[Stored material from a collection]
►

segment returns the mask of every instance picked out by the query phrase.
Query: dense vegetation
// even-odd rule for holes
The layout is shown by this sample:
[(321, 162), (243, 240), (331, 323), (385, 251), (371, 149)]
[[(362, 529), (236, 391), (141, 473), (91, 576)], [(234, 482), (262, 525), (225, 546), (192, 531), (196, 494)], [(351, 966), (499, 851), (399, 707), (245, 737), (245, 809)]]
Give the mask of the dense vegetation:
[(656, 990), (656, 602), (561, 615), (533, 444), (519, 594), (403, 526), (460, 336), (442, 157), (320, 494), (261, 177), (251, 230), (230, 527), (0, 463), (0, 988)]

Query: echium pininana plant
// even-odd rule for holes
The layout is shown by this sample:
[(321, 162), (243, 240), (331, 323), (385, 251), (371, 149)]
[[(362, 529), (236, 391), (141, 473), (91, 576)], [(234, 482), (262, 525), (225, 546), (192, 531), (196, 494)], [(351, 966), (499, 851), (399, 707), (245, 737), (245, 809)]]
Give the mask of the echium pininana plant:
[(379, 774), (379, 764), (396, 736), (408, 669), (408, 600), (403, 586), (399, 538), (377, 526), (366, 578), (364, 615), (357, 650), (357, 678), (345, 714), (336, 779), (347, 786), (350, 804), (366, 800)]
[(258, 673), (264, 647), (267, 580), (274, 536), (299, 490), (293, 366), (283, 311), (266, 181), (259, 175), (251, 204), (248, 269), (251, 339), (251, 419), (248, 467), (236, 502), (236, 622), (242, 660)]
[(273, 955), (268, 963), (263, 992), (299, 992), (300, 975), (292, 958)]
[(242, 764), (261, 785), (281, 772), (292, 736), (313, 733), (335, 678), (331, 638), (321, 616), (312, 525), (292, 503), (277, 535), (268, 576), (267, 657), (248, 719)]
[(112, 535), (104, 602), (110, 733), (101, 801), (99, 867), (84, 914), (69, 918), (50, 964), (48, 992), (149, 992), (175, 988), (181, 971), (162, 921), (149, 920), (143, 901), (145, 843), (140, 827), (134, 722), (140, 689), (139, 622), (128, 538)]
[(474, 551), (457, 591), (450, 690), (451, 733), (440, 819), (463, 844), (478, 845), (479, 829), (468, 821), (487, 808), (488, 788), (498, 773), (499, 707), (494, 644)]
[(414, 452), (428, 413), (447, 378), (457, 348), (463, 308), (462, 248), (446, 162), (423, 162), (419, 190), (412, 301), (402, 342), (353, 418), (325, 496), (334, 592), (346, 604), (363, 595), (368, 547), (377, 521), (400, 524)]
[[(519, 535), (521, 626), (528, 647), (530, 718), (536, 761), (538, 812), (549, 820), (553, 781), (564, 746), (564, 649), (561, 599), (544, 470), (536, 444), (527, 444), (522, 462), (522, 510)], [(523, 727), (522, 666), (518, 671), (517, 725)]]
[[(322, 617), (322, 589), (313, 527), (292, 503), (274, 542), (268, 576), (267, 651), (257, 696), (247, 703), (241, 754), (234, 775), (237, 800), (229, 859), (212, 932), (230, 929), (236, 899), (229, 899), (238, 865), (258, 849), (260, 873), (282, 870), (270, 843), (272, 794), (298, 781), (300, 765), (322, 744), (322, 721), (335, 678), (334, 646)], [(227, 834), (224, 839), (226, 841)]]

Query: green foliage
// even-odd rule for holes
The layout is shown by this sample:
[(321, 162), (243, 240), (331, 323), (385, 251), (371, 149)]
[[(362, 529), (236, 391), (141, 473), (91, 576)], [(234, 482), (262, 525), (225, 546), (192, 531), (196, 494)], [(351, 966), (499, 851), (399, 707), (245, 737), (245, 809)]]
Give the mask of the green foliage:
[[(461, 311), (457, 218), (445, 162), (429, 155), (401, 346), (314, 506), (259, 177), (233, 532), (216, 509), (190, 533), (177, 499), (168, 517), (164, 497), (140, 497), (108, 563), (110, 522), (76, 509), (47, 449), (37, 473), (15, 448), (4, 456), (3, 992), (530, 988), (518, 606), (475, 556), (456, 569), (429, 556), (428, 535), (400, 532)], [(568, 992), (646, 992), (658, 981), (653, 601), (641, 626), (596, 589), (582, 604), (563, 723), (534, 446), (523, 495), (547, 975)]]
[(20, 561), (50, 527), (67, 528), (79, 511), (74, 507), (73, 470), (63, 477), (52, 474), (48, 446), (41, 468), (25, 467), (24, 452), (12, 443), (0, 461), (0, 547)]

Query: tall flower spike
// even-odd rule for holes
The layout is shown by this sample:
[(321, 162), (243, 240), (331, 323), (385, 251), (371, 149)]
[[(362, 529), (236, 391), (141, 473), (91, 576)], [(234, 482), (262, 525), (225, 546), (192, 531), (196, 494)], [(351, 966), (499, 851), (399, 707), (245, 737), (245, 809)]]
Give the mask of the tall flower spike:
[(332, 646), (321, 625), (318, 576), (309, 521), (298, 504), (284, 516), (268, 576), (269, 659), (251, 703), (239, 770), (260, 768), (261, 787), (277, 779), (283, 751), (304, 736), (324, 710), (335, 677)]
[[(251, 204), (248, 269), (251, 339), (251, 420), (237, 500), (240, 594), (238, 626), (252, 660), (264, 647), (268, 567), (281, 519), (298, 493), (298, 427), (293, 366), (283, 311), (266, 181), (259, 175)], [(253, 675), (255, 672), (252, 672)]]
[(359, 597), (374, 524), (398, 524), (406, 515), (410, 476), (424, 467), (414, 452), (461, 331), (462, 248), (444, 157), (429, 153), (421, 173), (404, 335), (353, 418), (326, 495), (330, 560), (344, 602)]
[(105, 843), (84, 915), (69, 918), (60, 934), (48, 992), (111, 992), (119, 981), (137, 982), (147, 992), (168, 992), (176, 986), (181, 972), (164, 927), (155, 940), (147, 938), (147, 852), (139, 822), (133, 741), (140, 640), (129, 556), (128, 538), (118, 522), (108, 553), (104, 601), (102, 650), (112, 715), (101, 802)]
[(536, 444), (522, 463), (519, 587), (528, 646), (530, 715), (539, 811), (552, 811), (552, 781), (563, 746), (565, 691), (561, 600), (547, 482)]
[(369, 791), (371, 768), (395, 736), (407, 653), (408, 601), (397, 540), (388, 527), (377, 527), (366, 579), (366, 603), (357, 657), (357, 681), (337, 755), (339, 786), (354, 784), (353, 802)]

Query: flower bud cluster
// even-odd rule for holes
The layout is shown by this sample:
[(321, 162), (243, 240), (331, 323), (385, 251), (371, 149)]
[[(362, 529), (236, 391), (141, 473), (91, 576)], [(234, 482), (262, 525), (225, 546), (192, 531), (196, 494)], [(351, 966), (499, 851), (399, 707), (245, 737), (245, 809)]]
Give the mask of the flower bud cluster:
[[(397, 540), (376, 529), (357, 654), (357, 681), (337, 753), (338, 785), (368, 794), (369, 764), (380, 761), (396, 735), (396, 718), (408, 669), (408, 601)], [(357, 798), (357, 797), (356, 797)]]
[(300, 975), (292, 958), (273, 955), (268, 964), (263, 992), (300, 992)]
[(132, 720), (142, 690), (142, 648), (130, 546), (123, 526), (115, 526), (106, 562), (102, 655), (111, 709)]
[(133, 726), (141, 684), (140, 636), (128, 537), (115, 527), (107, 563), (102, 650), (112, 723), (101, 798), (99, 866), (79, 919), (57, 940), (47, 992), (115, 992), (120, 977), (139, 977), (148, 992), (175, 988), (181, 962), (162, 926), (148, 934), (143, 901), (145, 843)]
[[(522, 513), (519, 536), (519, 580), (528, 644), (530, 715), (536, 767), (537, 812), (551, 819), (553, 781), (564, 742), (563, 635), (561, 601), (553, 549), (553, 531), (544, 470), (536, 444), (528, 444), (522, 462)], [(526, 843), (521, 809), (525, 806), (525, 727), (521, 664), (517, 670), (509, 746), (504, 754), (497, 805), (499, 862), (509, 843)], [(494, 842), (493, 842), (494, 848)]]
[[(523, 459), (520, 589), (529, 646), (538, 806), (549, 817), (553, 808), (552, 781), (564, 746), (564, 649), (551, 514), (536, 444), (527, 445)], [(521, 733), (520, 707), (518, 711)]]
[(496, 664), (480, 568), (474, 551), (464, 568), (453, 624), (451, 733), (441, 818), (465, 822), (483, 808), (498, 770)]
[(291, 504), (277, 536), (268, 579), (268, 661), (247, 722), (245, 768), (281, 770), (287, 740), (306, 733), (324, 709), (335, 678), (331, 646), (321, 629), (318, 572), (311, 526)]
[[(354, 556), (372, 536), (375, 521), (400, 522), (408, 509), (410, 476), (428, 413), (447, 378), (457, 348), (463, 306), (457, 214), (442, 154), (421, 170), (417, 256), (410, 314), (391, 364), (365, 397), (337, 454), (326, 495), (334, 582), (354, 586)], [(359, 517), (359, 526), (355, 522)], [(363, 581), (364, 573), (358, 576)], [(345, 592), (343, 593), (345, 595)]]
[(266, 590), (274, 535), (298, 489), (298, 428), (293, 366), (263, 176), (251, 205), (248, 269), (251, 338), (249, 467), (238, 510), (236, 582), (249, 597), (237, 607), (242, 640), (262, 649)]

◄

- What the task requires -
Copy the material above word for word, from its beginning through the line that contains "463), (0, 988)]".

- Full solution -
segment returns the mask of every instance picked out by the query phrase.
Query: dense vegetation
// even-odd rule for holes
The layout is shown by this sample:
[(321, 162), (243, 240), (331, 323), (385, 251), (371, 149)]
[[(362, 529), (236, 391), (141, 473), (91, 576)], [(234, 482), (262, 525), (225, 546), (192, 531), (196, 494)], [(351, 966), (499, 851), (399, 707), (245, 737), (245, 809)]]
Give the mask of the dense vegetation:
[(656, 990), (656, 602), (561, 615), (533, 444), (519, 594), (403, 526), (460, 336), (442, 157), (320, 494), (261, 177), (251, 230), (230, 527), (0, 463), (0, 988)]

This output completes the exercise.